Data for the task section start

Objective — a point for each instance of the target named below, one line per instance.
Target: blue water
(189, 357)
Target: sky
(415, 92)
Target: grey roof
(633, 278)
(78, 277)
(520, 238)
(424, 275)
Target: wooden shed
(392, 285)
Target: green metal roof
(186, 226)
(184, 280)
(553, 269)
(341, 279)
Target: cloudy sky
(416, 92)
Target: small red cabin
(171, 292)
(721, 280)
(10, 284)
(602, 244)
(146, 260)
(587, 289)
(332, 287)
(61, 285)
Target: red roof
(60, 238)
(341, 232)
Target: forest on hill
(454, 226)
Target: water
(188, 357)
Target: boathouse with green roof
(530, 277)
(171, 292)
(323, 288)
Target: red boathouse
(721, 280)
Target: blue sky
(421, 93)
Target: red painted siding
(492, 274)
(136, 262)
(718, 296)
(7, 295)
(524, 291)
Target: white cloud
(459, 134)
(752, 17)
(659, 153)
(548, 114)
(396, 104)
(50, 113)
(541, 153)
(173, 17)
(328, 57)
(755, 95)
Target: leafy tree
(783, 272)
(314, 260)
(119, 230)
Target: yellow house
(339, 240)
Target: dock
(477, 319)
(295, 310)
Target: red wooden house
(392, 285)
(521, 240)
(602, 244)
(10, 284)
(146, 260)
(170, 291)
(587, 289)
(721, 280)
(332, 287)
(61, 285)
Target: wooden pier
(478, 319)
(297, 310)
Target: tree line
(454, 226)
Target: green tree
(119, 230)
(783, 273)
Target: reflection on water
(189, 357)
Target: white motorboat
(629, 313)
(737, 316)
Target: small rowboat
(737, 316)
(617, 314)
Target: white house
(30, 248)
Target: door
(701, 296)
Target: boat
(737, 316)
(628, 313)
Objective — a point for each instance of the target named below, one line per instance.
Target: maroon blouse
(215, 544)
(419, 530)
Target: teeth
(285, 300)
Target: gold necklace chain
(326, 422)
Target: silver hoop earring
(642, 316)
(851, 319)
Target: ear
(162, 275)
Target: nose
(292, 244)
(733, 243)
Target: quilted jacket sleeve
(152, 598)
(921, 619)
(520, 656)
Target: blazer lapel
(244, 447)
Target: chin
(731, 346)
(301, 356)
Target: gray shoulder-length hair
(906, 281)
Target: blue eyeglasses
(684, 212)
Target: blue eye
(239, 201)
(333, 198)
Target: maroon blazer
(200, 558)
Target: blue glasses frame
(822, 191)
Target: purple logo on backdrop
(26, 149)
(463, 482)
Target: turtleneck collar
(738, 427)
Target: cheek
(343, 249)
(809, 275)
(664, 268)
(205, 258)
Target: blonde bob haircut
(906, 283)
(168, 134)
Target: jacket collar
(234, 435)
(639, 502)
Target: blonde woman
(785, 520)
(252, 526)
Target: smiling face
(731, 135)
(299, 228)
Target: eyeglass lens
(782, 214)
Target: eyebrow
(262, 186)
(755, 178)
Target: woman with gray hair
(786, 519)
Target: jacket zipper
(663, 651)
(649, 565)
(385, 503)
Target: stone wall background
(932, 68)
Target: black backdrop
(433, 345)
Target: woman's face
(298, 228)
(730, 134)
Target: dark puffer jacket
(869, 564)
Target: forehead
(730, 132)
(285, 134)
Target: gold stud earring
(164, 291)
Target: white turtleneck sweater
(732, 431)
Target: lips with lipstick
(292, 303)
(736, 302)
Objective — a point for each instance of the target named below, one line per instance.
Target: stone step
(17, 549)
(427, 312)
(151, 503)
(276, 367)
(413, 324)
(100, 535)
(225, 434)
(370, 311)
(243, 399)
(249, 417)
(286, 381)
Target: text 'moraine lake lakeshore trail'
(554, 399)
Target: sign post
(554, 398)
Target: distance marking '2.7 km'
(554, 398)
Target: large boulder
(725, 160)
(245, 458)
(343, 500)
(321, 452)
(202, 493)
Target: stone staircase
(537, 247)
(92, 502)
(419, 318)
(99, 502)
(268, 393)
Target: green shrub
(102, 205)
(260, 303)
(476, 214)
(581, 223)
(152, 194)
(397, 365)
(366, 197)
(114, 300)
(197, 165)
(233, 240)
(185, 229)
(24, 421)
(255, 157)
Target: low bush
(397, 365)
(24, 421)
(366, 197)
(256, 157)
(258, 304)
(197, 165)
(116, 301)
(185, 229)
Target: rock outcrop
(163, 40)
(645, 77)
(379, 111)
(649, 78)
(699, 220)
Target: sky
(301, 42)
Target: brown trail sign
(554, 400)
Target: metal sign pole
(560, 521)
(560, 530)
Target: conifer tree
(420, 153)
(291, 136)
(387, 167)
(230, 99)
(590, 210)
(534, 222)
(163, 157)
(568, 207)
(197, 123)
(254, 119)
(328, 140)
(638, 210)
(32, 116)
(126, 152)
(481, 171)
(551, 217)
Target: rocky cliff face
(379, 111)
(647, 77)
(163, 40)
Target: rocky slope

Data for the task section end

Give again each line of the listing above, keeping every word the same.

**Output below**
Objective — a point for each instance of the target named below, one line per instance.
Target: blue water
(189, 357)
Target: sky
(415, 92)
Target: grey roof
(633, 278)
(78, 277)
(520, 238)
(424, 275)
Target: wooden shed
(392, 285)
Target: green metal roof
(186, 226)
(184, 280)
(553, 269)
(341, 279)
Target: cloudy sky
(416, 92)
Target: small red cabin
(171, 292)
(721, 280)
(10, 284)
(602, 244)
(146, 260)
(587, 289)
(332, 287)
(61, 285)
Target: red roof
(60, 238)
(341, 232)
Target: forest on hill
(454, 226)
Target: water
(188, 357)
Target: boathouse with green roof
(530, 277)
(171, 292)
(323, 288)
Target: red boathouse
(721, 280)
Target: blue sky
(421, 93)
Target: red painted siding
(492, 274)
(136, 262)
(718, 296)
(7, 295)
(524, 291)
Target: white cloud
(459, 134)
(752, 17)
(659, 153)
(548, 114)
(396, 104)
(50, 113)
(541, 153)
(173, 17)
(328, 57)
(755, 95)
Target: leafy tree
(783, 272)
(314, 260)
(119, 230)
Target: yellow house
(339, 240)
Target: dock
(477, 319)
(295, 310)
Target: red wooden house
(392, 285)
(521, 240)
(602, 244)
(10, 284)
(146, 260)
(170, 291)
(587, 289)
(721, 280)
(332, 287)
(61, 285)
Target: wooden pier
(478, 319)
(297, 310)
Target: tree line
(454, 226)
Target: green tree
(119, 230)
(783, 273)
Target: reflection on water
(189, 357)
Target: white motorboat
(629, 313)
(737, 316)
Target: small rowboat
(737, 316)
(617, 314)
Target: white house
(30, 248)
Target: door
(701, 296)
Target: boat
(737, 316)
(628, 313)
Objective — a point for each instance of the target named below, one line per instance.
Target: maroon blouse
(215, 544)
(419, 530)
Target: teeth
(285, 300)
Target: gold necklace chain
(326, 422)
Target: silver hoop earring
(642, 316)
(851, 319)
Target: ear
(162, 275)
Target: nose
(292, 244)
(733, 243)
Target: quilted jacket sleeve
(152, 598)
(921, 619)
(520, 656)
Target: blazer lapel
(244, 447)
Target: chin
(731, 346)
(301, 356)
Target: gray shoulder-length hair
(906, 281)
Target: blue eyeglasses
(684, 212)
Target: blue eye
(239, 201)
(333, 198)
Target: maroon blazer
(200, 558)
Target: blue glasses frame
(822, 191)
Target: purple logo on backdrop
(26, 149)
(463, 482)
Target: turtleneck collar
(738, 427)
Target: cheek
(343, 249)
(809, 275)
(664, 268)
(205, 258)
Target: blonde bob haircut
(906, 283)
(168, 134)
Target: jacket collar
(234, 435)
(639, 502)
Target: blonde woman
(785, 520)
(252, 526)
Target: smiling face
(731, 135)
(299, 228)
Target: eyeglass lens
(782, 214)
Target: eyebrow
(262, 186)
(755, 178)
Target: woman with gray hair
(786, 519)
Target: jacket zipper
(663, 651)
(649, 565)
(385, 503)
Target: stone wall background
(932, 68)
Target: black backdrop
(433, 345)
Target: woman's face
(298, 228)
(730, 134)
Target: dark puffer jacket
(869, 564)
Target: forehead
(730, 132)
(285, 134)
Target: gold stud earring
(164, 291)
Target: white turtleneck sweater
(732, 431)
Target: lips with lipstick
(292, 303)
(736, 302)
Objective — a point for each instance of the target named below, one line per instance.
Target: stone step
(17, 549)
(427, 312)
(151, 503)
(276, 367)
(413, 324)
(100, 535)
(225, 434)
(370, 311)
(243, 399)
(249, 417)
(286, 381)
Target: text 'moraine lake lakeshore trail'
(554, 399)
Target: sign post
(554, 398)
Target: distance marking '2.7 km'
(554, 398)
Target: large boulder
(725, 160)
(245, 458)
(343, 500)
(321, 452)
(202, 493)
Target: stone staircase
(537, 247)
(92, 502)
(419, 318)
(99, 502)
(268, 393)
Target: green shrub
(102, 205)
(260, 303)
(476, 214)
(581, 223)
(152, 194)
(397, 365)
(366, 197)
(114, 300)
(197, 165)
(233, 240)
(185, 229)
(24, 421)
(255, 157)
Target: low bush
(397, 365)
(24, 421)
(366, 197)
(256, 157)
(258, 304)
(197, 165)
(116, 301)
(185, 229)
Target: rock outcrop
(163, 40)
(645, 77)
(379, 111)
(649, 78)
(699, 220)
Target: sky
(301, 42)
Target: brown trail sign
(554, 400)
Target: metal sign pole
(560, 521)
(560, 530)
Target: conifer tree
(420, 153)
(291, 136)
(387, 167)
(230, 99)
(590, 210)
(534, 222)
(163, 157)
(568, 207)
(197, 123)
(254, 119)
(328, 140)
(638, 210)
(32, 116)
(126, 152)
(481, 171)
(551, 217)
Target: rocky cliff face
(379, 111)
(647, 77)
(163, 40)
Target: rocky slope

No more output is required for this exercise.